THE TASK
From the entries below, pull out every line that contains the word "Entity" and copy each one unchanged.

INPUT MATERIAL
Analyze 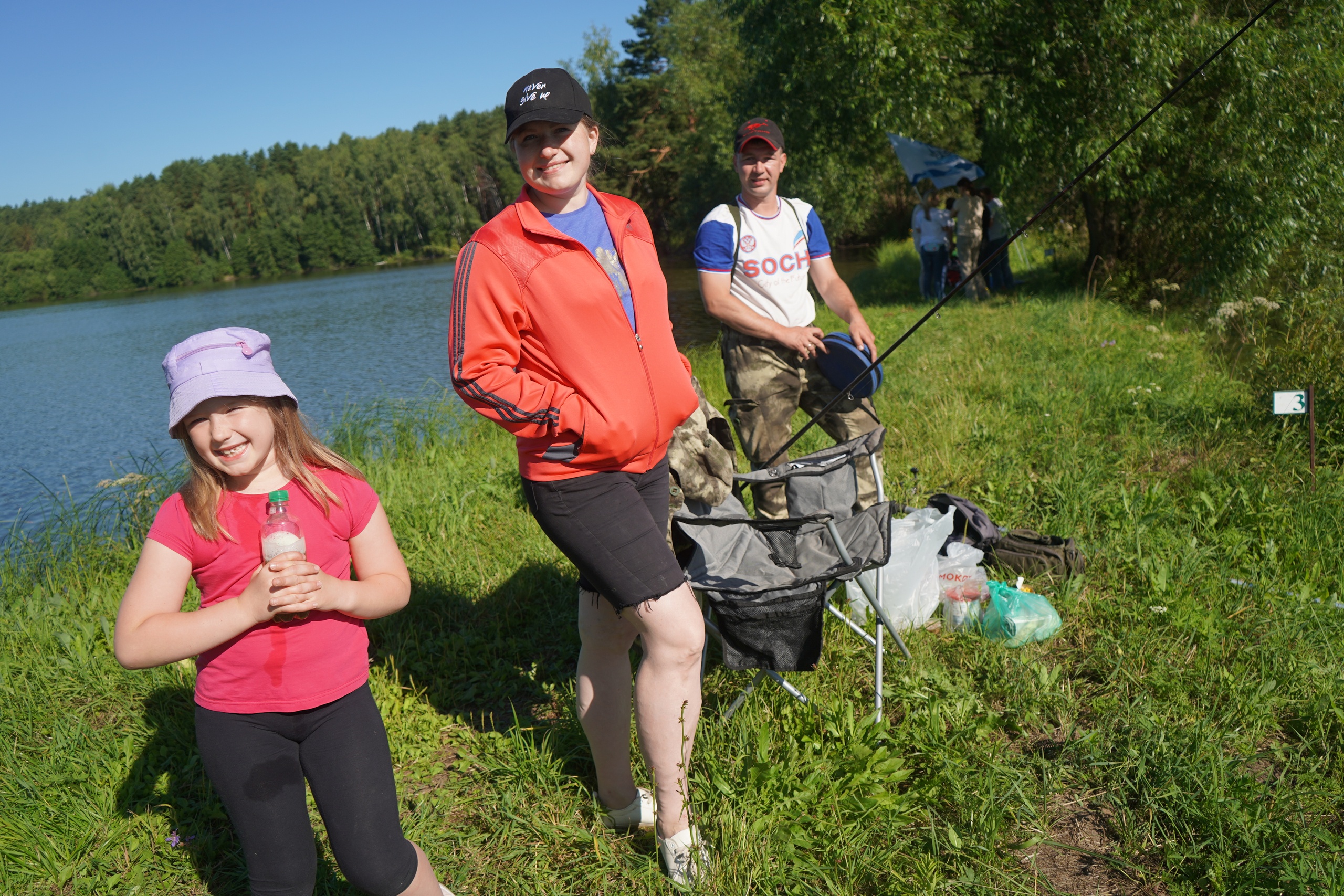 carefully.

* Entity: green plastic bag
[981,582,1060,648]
...
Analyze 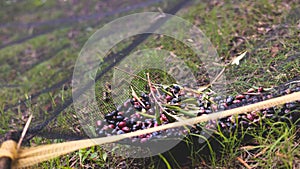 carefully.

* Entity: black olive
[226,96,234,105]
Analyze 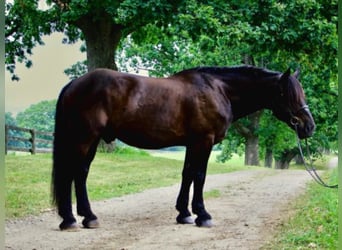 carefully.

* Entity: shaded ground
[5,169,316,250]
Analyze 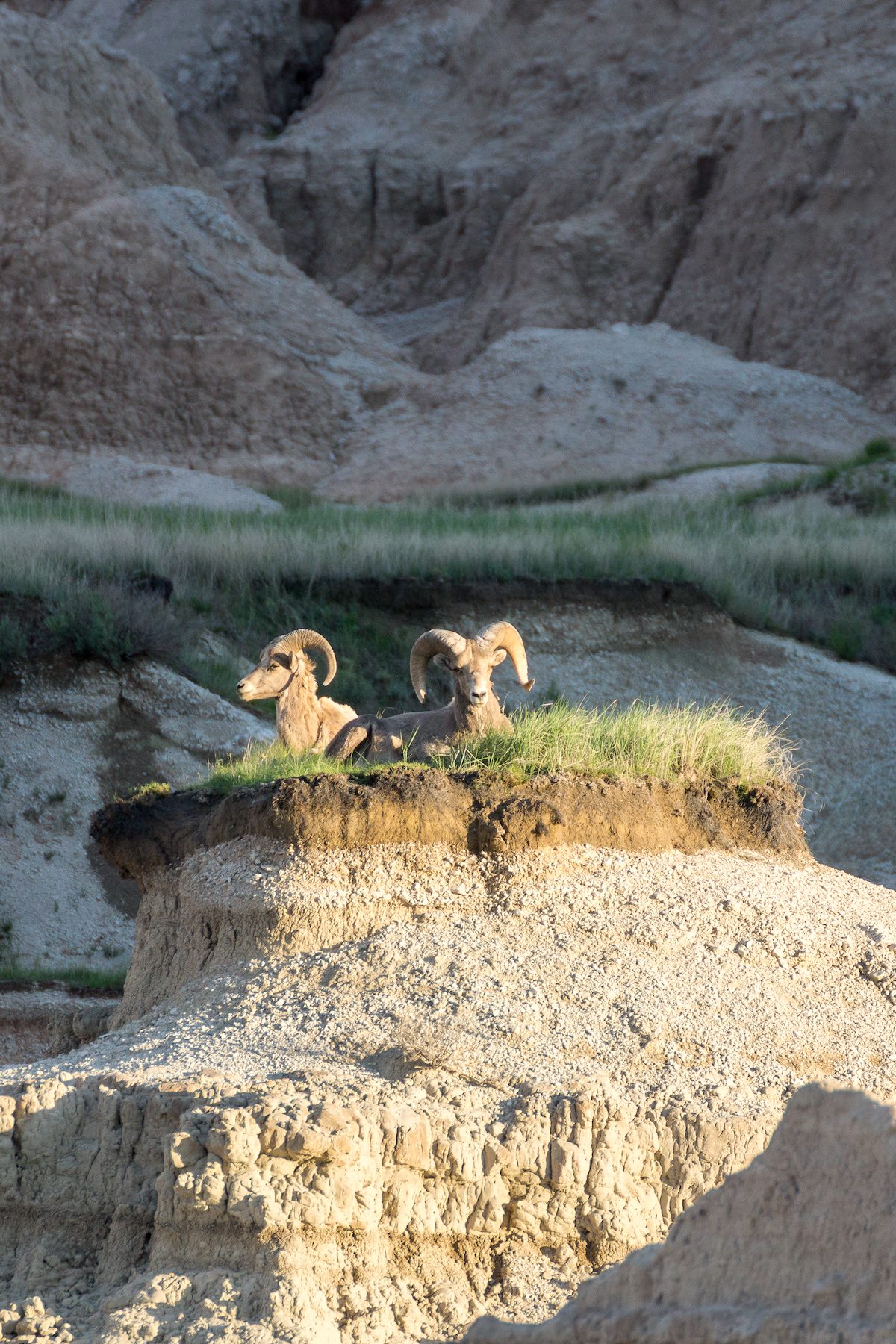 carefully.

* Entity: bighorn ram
---
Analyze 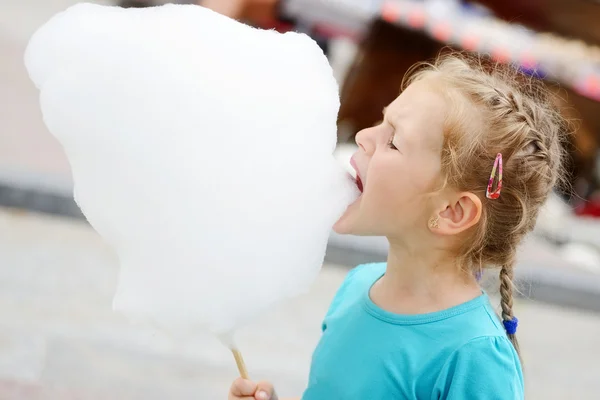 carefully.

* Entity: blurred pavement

FULL RESPONSE
* Entity: green plastic bag
* Entity: black olive
* Entity: shaded ground
* Entity: bighorn ram
* Entity: blurred pavement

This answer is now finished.